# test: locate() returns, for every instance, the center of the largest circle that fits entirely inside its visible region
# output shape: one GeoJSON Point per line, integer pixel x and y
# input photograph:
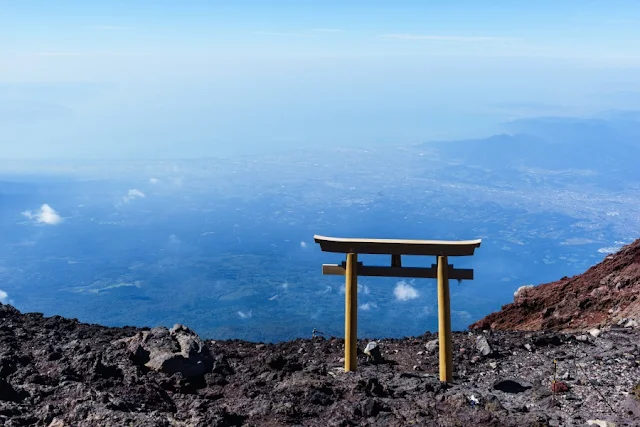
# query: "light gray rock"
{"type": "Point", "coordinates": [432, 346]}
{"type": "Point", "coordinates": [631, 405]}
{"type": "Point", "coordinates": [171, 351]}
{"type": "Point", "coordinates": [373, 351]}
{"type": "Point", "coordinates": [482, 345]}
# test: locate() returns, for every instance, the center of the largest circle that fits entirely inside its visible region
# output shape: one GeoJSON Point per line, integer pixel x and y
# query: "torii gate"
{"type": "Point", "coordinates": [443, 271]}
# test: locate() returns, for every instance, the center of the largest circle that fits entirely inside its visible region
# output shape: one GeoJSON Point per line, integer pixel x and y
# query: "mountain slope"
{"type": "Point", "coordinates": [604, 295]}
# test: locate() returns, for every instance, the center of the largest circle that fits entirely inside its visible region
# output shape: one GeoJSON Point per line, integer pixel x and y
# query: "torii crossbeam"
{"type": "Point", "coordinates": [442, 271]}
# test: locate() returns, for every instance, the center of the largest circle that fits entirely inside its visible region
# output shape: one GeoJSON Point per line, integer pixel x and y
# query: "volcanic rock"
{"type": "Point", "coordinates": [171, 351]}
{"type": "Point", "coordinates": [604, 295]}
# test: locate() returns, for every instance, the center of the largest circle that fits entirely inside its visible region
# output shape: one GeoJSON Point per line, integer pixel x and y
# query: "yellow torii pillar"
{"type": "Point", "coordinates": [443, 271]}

[Work instructions]: Restate the records word for word, omitting images.

[Task response]:
# test: locate() returns, for every instance, the center of the largest circle that fits entirely inside its visible region
# output shape: one GeoJSON Point per line, integer pixel x and y
# input photograph:
# query: "light gray rock"
{"type": "Point", "coordinates": [432, 346]}
{"type": "Point", "coordinates": [631, 405]}
{"type": "Point", "coordinates": [171, 351]}
{"type": "Point", "coordinates": [373, 351]}
{"type": "Point", "coordinates": [482, 345]}
# test: locate() returns, for every instance, the center of the largest circle that fits entirely inside its visible region
# output shape: one GeoJSON Point per line, integer pixel x and y
# query: "torii gate"
{"type": "Point", "coordinates": [443, 271]}
# test: locate() returns, for every instance, the center of the largest circle that fits entirely inside its visible region
# output shape: one GeoJSON Point per line, integer pixel x and y
# query: "mountain slope"
{"type": "Point", "coordinates": [604, 295]}
# test: locate() returns, for every instance, the center of the largest circle that fits entirely inside its visible region
# output shape: one GeoJSON Point per line, integer pixel x and y
# query: "torii crossbeam"
{"type": "Point", "coordinates": [442, 271]}
# test: locate() returns, for every instance, the center of the largest circle that fits entirely inside its visible region
# output shape: one GeoJSON Point per line, integer pixel x and y
# query: "volcanic rock"
{"type": "Point", "coordinates": [171, 351]}
{"type": "Point", "coordinates": [604, 295]}
# test: locate() returns, for every instance, the center of the largest circle that fits entirely inside its visible region
# output shape: one GeoJSON Point per line, integer pixel x and y
# query: "yellow torii pillar"
{"type": "Point", "coordinates": [443, 271]}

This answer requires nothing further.